Task list
(a) In the detection algorithms page, which file pattern is marked as needing additional validation?
(b) Translate this sentence from the detection algorithms page into Spanish: "The engine implements sophisticated pattern matching to identify MCP servers:"
(c) Transcribe the detection algorithms page between "# Command line" and "cmdline_str = ' '.join(process.cmdline).lower()", inclusive.

-- Begin Page --

Detection Algorithms

Node.js Process Identification

The engine uses multiple strategies to identify Node.js processes:

1. Executable Name Detection

# Primary Node.js executables
node_executables = [
    'node',      # Standard Node.js runtime
    'nodejs',    # Alternative naming
    'npm',       # Node Package Manager
    'npx',       # Node Package eXecute
]

2. Command Line Analysis

# Detection patterns for Node.js processes
def is_node_process(process_info):
    # Direct executable name check
    if 'node' in process_info.name.lower():
        return True
    
    # Command line argument analysis
    for arg in process_info.cmdline:
        if 'node' in arg.lower():
            return True
    
    return False

3. NPX Process Detection

# NPX-specific detection patterns
def detect_npx_processes(processes):
    npx_processes = []
    for process in processes:
        cmdline_str = ' '.join(process.cmdline).lower()
        
        # Direct NPX execution
        if any('npx' in arg.lower() for arg in process.cmdline):
            npx_processes.append(process)
        
        # npm scripts that might run NPX
        if 'npm' in cmdline_str and ('start' in cmdline_str or 'run' in cmdline_str):
            npx_processes.append(process)
    
    return npx_processes

MCP Pattern Analysis

The engine implements sophisticated pattern matching to identify MCP servers:

1. MCP Keywords Detection

mcp_keywords = [
    'mcp',                        # Basic MCP identifier
    'model-context-protocol',     # Full protocol name
    '@modelcontextprotocol',      # Official NPM scope
    'mcp-server',                 # Server implementations
    'mcp-client',                 # Client implementations
]

2. File Pattern Analysis

mcp_file_patterns = [
    'server.js',     # Common MCP server entry point
    'mcp.js',        # Explicit MCP files
    'index.js',      # Generic entry point (requires additional validation)
]

def validate_generic_patterns(process, pattern):
    """Validate generic patterns with additional context."""
    if pattern == 'index.js':
        # Only consider if in MCP-related directory
        if process.cwd:
            cwd_lower = process.cwd.lower()
            return any(keyword in cwd_lower for keyword in ['mcp', 'server', 'tool'])
    return True

3. Environment Variable Analysis

def analyze_environment_variables(process):
    """Analyze environment variables for MCP indicators."""

-- End Page --
-- Begin Raw records --

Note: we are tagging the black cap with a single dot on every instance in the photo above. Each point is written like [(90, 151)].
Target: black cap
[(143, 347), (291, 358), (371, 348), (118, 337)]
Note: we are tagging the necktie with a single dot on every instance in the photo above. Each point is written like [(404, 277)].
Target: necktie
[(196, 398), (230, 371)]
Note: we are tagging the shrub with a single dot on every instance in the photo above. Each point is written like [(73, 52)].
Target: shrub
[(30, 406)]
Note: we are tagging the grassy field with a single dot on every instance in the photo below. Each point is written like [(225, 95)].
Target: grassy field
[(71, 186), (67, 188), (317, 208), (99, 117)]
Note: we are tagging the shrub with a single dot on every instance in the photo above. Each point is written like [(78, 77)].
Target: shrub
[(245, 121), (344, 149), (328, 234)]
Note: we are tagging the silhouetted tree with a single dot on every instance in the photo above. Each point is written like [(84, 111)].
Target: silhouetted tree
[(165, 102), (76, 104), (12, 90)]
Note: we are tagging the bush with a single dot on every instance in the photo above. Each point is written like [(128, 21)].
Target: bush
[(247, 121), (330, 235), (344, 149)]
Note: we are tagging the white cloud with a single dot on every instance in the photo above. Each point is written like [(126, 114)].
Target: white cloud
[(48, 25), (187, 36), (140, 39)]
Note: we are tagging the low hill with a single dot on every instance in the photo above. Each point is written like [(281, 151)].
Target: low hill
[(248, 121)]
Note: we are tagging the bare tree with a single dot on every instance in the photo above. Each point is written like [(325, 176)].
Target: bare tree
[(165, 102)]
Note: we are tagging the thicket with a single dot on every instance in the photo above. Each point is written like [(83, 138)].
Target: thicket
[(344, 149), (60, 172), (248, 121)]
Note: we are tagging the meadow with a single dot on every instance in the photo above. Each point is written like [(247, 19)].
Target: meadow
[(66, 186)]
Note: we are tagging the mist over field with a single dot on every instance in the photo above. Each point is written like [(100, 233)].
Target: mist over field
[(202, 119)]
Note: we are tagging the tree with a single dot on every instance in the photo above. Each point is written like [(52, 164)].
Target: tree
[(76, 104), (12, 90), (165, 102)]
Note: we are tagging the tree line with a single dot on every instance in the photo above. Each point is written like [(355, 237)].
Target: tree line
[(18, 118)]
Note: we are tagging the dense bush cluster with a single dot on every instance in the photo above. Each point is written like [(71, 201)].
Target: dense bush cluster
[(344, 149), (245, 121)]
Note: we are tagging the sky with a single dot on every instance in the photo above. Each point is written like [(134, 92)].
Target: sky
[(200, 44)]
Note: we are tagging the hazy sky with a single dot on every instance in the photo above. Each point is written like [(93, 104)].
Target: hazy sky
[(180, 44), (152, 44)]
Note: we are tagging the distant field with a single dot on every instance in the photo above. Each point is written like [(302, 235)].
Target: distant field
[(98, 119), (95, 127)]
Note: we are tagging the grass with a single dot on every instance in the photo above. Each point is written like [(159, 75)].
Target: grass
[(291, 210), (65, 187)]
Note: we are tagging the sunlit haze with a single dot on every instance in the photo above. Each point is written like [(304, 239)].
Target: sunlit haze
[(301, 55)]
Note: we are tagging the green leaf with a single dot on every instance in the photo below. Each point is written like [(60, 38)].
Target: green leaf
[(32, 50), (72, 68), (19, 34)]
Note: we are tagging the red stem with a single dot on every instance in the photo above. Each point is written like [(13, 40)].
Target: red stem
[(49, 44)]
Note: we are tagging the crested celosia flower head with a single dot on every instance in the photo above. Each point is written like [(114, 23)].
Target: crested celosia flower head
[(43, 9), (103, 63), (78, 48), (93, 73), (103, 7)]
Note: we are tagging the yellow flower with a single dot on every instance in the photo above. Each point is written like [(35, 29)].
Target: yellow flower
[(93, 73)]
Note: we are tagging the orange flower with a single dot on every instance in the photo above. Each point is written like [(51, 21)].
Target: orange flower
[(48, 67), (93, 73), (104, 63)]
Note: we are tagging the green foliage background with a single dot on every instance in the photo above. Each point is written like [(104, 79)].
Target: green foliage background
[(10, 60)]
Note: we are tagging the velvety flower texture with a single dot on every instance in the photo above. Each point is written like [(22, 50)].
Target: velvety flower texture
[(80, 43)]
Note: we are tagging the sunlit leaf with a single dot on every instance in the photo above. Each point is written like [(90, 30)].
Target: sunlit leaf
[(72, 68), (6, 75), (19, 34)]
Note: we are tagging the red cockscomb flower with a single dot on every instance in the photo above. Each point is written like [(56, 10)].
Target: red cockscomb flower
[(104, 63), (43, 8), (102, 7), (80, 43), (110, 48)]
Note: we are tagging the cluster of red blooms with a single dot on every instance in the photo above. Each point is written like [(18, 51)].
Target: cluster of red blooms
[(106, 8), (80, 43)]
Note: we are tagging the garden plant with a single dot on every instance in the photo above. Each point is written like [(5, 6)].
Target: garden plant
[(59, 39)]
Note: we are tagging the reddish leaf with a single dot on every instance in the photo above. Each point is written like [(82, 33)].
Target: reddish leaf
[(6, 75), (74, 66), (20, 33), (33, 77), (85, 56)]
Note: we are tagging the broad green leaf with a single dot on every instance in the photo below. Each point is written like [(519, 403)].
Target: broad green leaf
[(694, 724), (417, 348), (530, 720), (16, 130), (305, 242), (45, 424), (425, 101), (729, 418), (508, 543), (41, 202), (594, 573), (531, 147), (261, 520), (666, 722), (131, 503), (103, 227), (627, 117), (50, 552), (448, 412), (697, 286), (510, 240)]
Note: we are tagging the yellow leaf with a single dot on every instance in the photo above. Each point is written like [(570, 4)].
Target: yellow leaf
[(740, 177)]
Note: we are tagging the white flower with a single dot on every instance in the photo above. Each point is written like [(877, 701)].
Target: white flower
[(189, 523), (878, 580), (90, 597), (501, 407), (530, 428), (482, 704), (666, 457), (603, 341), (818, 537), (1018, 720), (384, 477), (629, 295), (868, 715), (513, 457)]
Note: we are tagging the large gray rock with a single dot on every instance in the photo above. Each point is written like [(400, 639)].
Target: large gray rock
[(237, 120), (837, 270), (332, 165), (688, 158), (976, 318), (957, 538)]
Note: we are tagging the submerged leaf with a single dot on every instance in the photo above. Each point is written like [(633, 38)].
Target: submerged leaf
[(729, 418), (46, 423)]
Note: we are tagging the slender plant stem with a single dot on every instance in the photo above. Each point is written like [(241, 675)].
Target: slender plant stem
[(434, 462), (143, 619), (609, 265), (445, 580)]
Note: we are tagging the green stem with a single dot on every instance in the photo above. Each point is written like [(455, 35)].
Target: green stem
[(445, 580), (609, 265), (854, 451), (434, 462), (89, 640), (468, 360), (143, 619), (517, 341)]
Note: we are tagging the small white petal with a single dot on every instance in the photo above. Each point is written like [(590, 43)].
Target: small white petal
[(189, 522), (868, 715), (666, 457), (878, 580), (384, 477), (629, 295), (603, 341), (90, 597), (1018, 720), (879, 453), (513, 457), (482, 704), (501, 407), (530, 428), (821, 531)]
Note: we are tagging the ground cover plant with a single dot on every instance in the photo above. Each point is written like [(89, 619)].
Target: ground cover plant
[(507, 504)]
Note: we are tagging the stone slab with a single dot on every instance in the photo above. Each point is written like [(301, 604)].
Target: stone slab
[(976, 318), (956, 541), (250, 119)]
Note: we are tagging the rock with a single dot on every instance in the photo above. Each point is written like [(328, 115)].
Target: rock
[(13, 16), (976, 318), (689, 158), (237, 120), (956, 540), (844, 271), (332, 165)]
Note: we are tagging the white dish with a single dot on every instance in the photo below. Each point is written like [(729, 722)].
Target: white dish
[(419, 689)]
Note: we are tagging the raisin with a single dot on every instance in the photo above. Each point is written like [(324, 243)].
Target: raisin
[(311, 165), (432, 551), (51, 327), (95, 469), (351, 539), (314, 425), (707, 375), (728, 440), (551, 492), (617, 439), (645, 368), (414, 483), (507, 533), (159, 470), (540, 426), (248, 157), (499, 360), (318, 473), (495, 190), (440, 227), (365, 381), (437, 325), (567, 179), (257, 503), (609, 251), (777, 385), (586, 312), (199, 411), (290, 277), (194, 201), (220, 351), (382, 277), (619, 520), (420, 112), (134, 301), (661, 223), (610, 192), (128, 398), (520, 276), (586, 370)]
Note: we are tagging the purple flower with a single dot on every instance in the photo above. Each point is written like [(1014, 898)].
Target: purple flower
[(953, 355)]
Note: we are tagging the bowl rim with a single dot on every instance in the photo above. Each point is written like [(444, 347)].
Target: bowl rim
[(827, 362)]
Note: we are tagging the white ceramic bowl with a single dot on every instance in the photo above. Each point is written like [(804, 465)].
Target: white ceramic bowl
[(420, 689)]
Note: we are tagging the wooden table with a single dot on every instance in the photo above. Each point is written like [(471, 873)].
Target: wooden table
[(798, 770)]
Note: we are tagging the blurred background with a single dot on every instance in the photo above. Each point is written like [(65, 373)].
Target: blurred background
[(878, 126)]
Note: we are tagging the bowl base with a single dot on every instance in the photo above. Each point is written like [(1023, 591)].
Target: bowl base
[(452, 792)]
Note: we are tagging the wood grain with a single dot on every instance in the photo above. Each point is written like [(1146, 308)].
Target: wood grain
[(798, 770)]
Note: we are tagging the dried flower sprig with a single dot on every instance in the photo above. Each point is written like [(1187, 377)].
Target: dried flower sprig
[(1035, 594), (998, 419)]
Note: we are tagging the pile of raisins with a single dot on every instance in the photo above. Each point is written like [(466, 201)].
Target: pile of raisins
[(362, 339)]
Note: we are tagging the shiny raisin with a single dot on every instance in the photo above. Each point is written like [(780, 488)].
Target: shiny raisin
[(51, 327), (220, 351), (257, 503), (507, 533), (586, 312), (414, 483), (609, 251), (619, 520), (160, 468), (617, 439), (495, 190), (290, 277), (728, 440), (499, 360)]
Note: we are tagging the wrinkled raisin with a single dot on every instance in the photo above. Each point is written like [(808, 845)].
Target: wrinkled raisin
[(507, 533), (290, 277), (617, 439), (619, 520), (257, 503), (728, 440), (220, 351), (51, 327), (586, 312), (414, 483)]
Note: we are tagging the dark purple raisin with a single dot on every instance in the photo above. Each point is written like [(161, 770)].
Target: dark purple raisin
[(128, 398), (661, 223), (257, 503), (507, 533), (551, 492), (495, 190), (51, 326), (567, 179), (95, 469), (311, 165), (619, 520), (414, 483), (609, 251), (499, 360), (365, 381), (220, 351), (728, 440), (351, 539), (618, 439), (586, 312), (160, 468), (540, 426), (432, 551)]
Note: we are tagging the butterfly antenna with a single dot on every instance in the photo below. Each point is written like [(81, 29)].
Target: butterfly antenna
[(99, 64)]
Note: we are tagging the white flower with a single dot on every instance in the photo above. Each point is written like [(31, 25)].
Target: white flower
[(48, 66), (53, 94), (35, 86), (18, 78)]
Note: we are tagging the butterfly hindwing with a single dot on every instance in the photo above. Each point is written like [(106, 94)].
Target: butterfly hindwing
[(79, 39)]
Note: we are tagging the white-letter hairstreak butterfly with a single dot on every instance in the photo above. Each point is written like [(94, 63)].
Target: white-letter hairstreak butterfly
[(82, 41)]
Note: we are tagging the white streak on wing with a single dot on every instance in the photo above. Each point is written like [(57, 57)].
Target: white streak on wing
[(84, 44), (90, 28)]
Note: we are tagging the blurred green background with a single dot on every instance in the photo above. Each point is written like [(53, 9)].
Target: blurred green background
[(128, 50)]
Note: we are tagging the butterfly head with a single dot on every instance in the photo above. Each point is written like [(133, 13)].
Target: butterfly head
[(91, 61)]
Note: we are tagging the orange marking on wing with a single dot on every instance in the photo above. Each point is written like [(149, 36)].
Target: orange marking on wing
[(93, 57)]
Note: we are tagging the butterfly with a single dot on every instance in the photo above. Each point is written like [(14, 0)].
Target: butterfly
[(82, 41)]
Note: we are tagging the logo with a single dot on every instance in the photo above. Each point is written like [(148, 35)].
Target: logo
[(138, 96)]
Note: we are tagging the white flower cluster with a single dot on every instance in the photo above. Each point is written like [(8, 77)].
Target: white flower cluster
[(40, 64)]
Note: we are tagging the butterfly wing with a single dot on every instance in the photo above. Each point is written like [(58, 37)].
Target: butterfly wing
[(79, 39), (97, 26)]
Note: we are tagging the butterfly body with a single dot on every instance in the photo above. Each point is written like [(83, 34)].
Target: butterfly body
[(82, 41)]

-- End Raw records --

Answers
(a) index.js

(b) El motor implementa una sofisticada coincidencia de patrones para identificar servidores MCP:

(c)
# Command line argument analysis
    for arg in process_info.cmdline:
        if 'node' in arg.lower():
            return True
    
    return False

3. NPX Process Detection

# NPX-specific detection patterns
def detect_npx_processes(processes):
    npx_processes = []
    for process in processes:
        cmdline_str = ' '.join(process.cmdline).lower()